**WORK INSTRUCTION**
An exact, complete copy of the entries is what is needed.

━━━ DATA FOR PROCESSING ━━━

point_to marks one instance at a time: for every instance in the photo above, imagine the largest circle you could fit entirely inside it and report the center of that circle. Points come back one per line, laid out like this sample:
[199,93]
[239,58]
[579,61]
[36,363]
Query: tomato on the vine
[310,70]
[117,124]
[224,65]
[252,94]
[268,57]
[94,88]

━━━

**RESPONSE**
point_to marks one instance at a time: for every instance in the photo above, imagine the largest circle you could fit entirely inside it and report the center of that circle. Points come back one per line, laid out like this sample:
[199,93]
[239,58]
[579,61]
[36,363]
Query: tomato on the vine
[310,70]
[117,124]
[224,65]
[252,94]
[268,57]
[94,88]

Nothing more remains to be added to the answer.